O Brasil é um dos países do mundo mais violentos contra pessoas LGBTQIA+. Em 2020, a cada uma hora um membro da comunidade foi agredido e, em 2019, a cada 23h um foi morto por causa de sua orientação sexual ou identidade de gênero. Ainda assim, o país carece seriamente de dados oficiais e atualizados em relação à porcentagem da população que se identifica como LGBTQIA+ e as dificuldades enfrentadas por esse grupo. Sem isso, é complicado implementar as mudanças estruturais necessárias para combater o preconceito e assegurar o direito de todos.


A Pesquisa Nacional sobre o Ambiente Educacional no Brasil, realizada em 2016, revelou que a LGBTfobia é a terceira maior causa de bullying no país, com 73% dos estudantes LGBTQ+ entrevistados tendo relatado que foram agredidos verbalmente no ambiente escolar e 36% que foram agredidos fisicamente. Jovens LGBTQ+ também são 8,4 vezes mais propensos a cometer suicídio do que jovens heterossexuais.⁸


Porém, vale relembrar que o Supremo Tribunal Federal determinou que a LGBTfobia é um crime, assim, qualquer preconceito contra membros da comunidade, incluindo os bissexuais, pode resultar em um processo penal. Cabe ressaltar que essa decisão, por si só, já é controversa, já que esse tribunal criou um tipo penal, uma atribuição do Legislativo. Mas o ponto principal é que decisões judiciais não são capazes de resolver os preconceitos e violências sistemáticas contra LGBTQIA + no país.

▶ **Dados de origem**
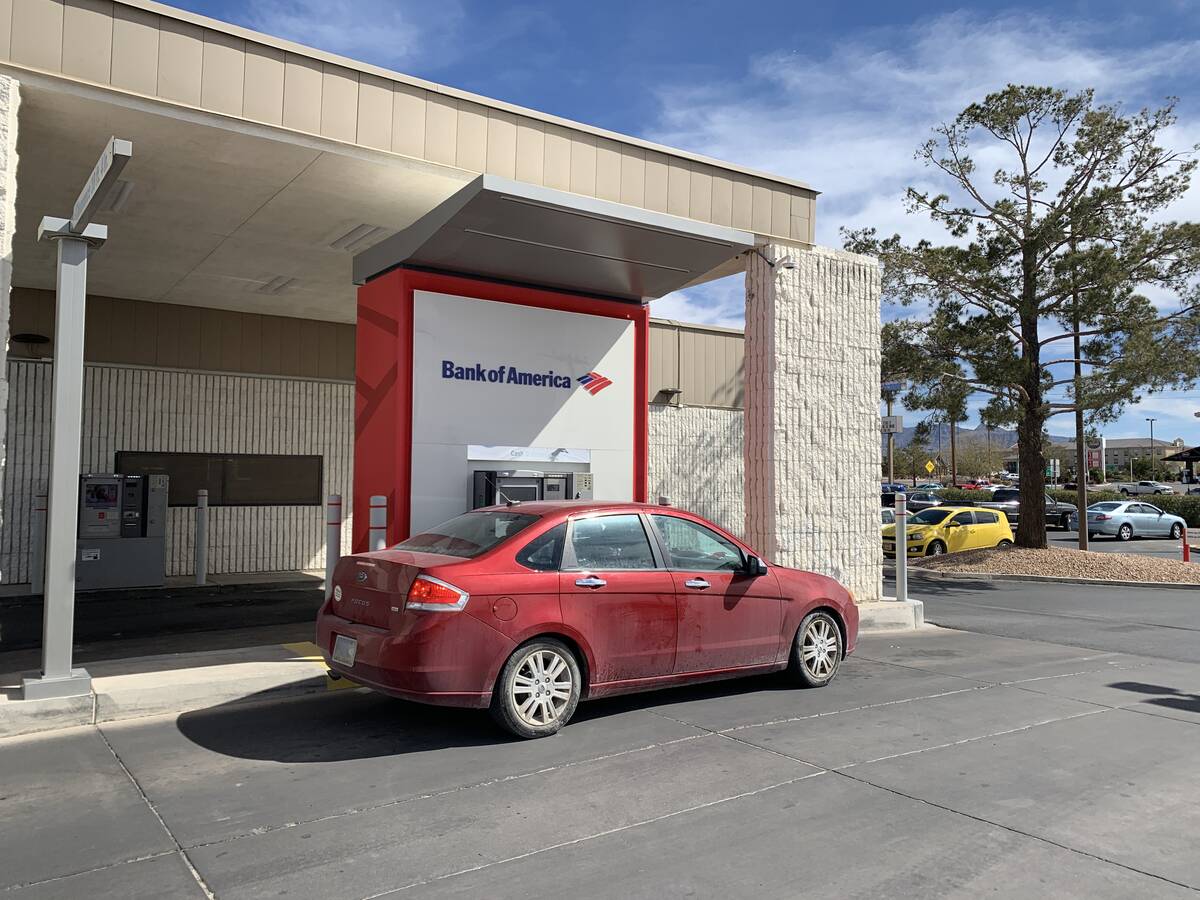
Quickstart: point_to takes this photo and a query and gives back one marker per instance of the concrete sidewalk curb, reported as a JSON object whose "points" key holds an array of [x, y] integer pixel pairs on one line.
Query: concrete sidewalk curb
{"points": [[175, 683], [891, 616], [1045, 580]]}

▶ **O pedido**
Devolva, na íntegra e sem nenhuma alteração, o trecho sobre a violência contra pessoas LGBTQIA+ no Brasil. Estes dados foram tirados de outra fonte.

▶ **Resposta**
O Brasil é um dos países do mundo mais violentos contra pessoas LGBTQIA+. Em 2020, a cada uma hora um membro da comunidade foi agredido e, em 2019, a cada 23h um foi morto por causa de sua orientação sexual ou identidade de gênero. Ainda assim, o país carece seriamente de dados oficiais e atualizados em relação à porcentagem da população que se identifica como LGBTQIA+ e as dificuldades enfrentadas por esse grupo. Sem isso, é complicado implementar as mudanças estruturais necessárias para combater o preconceito e assegurar o direito de todos.


A Pesquisa Nacional sobre o Ambiente Educacional no Brasil, realizada em 2016, revelou que a LGBTfobia é a terceira maior causa de bullying no país, com 73% dos estudantes LGBTQ+ entrevistados tendo relatado que foram agredidos verbalmente no ambiente escolar e 36% que foram agredidos fisicamente. Jovens LGBTQ+ também são 8,4 vezes mais propensos a cometer suicídio do que jovens heterossexuais.⁸


Porém, vale relembrar que o Supremo Tribunal Federal determinou que a LGBTfobia é um crime, assim, qualquer preconceito contra membros da comunidade, incluindo os bissexuais, pode resultar em um processo penal. Cabe ressaltar que essa decisão, por si só, já é controversa, já que esse tribunal criou um tipo penal, uma atribuição do Legislativo. Mas o ponto principal é que decisões judiciais não são capazes de resolver os preconceitos e violências sistemáticas contra LGBTQIA + no país.